Directions for this task -
All lines from the one with "Question. The photograph above contains instances of the buffet" to the end of the data: return those exactly, and only those.

————————

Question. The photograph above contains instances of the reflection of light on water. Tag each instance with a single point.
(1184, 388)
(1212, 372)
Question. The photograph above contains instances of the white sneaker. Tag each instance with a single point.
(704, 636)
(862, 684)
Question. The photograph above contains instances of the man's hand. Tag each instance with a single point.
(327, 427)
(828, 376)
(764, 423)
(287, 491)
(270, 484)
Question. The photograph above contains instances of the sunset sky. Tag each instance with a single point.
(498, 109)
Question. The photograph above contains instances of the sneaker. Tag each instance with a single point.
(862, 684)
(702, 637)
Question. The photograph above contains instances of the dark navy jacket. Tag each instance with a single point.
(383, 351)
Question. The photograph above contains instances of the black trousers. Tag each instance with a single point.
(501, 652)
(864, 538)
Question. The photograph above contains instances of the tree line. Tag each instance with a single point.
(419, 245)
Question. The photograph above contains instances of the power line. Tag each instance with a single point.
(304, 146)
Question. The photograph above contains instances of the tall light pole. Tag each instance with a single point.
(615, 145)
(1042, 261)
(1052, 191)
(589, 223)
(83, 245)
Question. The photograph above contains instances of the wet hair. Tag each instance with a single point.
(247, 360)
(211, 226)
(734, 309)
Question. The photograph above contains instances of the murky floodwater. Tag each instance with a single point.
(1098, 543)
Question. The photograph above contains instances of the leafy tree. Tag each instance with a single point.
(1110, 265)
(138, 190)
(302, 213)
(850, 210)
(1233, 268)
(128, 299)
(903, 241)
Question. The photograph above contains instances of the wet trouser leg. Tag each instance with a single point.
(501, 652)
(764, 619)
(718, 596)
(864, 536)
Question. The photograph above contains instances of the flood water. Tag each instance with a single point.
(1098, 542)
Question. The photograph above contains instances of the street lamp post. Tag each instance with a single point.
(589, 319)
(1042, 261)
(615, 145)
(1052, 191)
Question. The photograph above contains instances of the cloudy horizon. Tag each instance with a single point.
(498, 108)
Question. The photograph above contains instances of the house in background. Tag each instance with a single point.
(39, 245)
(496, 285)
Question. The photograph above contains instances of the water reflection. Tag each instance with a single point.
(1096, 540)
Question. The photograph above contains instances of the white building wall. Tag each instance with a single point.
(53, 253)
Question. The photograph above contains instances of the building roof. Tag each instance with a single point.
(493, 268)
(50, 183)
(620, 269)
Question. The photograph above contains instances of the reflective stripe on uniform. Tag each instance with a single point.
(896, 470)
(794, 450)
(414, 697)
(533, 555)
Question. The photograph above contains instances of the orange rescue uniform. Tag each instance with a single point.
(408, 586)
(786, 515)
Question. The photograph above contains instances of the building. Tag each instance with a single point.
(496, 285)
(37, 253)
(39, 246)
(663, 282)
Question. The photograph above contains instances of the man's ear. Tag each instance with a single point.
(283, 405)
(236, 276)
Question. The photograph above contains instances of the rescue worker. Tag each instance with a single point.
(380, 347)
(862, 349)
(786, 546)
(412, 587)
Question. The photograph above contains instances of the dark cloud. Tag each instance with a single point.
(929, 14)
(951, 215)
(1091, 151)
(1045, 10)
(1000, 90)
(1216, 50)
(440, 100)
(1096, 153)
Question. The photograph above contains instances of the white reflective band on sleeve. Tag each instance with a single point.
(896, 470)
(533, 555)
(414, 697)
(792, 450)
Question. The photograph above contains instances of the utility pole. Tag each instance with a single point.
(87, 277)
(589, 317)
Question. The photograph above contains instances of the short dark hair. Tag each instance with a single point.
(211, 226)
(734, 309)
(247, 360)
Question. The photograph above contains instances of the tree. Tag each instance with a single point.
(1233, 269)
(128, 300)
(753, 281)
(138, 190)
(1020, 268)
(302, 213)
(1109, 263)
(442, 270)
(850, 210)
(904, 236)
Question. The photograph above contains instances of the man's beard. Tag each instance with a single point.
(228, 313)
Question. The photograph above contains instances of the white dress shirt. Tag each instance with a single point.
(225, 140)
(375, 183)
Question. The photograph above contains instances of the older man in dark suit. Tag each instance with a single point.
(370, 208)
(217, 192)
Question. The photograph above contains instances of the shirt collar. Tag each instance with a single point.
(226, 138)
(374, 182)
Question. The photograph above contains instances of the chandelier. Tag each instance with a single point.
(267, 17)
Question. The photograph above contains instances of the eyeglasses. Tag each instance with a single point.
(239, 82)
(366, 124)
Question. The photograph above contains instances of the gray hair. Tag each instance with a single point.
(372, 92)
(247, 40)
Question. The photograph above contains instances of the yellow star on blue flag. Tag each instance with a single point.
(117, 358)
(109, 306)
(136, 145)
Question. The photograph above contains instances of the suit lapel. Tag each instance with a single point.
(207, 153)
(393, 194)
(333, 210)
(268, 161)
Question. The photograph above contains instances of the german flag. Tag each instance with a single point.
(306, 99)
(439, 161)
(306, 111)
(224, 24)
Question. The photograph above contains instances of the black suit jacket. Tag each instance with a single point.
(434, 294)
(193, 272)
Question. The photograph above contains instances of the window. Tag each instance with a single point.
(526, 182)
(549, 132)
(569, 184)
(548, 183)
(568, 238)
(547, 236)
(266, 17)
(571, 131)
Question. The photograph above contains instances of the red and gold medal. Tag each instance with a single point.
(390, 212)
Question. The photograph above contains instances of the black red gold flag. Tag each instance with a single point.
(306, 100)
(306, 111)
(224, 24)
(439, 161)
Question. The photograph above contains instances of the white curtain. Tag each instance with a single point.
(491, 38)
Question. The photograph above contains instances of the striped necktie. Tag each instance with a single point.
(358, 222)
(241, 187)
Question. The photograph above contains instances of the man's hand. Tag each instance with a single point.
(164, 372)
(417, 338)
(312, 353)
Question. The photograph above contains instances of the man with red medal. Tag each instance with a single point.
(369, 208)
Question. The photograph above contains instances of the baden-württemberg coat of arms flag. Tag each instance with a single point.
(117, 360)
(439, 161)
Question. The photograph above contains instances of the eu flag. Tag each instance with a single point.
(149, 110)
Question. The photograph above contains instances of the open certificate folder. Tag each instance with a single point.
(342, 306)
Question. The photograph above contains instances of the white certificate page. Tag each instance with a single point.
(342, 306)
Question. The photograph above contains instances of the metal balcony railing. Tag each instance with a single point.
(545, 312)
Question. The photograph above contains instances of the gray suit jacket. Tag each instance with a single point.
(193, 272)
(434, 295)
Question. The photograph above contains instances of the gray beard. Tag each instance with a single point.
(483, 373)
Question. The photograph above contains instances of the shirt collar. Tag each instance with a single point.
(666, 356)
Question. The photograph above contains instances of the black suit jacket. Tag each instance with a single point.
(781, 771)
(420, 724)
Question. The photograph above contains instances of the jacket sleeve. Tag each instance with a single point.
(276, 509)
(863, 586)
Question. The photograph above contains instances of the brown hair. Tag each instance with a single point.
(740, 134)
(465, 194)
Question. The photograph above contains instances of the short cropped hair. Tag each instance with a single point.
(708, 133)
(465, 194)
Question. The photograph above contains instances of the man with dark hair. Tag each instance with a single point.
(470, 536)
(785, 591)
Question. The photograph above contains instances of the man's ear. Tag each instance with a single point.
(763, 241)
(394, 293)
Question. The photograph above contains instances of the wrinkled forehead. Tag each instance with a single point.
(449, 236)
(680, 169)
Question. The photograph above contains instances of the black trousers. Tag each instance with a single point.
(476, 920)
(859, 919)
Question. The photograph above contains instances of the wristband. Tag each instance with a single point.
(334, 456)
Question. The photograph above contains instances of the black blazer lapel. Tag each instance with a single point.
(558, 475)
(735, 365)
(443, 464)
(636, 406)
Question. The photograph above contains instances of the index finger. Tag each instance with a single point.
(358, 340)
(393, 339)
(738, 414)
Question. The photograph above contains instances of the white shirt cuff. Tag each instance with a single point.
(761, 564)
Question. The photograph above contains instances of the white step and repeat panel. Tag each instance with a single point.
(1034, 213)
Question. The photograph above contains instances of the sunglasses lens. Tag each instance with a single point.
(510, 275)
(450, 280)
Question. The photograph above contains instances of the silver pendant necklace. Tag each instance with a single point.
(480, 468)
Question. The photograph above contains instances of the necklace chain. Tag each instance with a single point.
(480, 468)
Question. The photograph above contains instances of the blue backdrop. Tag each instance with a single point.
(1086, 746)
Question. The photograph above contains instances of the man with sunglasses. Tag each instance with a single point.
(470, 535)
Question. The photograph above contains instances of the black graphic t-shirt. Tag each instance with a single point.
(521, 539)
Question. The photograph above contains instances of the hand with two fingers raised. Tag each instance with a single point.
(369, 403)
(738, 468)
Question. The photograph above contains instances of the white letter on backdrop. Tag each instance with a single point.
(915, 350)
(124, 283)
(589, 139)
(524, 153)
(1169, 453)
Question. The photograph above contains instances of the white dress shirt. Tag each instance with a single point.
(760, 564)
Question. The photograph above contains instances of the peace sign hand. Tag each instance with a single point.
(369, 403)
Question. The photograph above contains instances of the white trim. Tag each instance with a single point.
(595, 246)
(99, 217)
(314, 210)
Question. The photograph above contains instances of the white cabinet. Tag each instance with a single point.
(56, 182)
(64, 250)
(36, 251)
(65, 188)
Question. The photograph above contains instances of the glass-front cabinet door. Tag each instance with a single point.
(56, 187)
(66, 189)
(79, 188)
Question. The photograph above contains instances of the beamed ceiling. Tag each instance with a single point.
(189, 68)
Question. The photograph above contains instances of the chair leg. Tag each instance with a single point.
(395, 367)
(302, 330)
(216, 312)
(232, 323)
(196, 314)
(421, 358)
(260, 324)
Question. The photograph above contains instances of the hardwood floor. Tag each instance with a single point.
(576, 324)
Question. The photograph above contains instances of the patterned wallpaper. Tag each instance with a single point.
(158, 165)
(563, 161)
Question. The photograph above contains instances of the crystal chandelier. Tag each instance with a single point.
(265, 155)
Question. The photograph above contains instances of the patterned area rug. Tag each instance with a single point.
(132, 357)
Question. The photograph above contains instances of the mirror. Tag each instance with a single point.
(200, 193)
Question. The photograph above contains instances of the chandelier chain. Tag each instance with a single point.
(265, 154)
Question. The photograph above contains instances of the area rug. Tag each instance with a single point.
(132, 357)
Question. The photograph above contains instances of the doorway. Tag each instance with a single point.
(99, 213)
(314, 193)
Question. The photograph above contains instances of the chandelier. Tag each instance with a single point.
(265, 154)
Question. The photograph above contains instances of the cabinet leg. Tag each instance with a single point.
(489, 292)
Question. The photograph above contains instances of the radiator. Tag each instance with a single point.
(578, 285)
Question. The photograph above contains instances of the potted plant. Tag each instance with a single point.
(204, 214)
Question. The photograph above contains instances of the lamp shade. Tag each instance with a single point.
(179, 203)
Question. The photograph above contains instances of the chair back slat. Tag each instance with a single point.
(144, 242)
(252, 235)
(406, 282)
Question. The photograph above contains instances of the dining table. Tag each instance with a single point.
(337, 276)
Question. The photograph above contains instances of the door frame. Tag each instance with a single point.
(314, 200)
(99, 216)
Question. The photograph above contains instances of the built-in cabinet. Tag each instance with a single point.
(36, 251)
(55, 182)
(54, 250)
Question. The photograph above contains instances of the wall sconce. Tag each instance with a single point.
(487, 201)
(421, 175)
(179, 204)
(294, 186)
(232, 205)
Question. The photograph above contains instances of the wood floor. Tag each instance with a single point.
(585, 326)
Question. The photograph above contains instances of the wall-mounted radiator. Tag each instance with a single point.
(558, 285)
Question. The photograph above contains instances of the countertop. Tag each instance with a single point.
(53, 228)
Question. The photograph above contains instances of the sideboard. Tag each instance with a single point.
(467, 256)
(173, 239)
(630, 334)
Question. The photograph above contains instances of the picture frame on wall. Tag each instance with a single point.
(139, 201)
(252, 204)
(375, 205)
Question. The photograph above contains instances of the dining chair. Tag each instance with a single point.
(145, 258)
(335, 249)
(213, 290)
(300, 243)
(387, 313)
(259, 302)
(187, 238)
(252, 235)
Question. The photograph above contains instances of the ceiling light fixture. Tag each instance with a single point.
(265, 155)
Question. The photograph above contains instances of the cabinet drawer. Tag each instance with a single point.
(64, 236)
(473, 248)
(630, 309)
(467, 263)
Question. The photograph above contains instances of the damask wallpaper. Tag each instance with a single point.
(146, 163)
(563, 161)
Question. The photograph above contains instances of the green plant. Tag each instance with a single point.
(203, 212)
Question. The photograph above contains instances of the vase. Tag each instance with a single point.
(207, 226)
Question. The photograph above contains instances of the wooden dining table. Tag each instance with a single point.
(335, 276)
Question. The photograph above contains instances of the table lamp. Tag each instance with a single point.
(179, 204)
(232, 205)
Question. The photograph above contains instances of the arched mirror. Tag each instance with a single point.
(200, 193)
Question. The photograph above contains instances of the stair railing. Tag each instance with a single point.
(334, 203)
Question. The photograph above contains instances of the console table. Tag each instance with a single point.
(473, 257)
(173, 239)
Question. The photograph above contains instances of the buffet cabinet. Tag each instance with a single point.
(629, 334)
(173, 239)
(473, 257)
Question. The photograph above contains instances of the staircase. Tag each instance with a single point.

————————

Exercise answer -
Question. The photograph above contains instances of the buffet cabinet. Tag each instance with a single point.
(629, 334)
(173, 239)
(473, 257)
Question. The photograph above contains instances of the staircase. Tag each instance with a single point.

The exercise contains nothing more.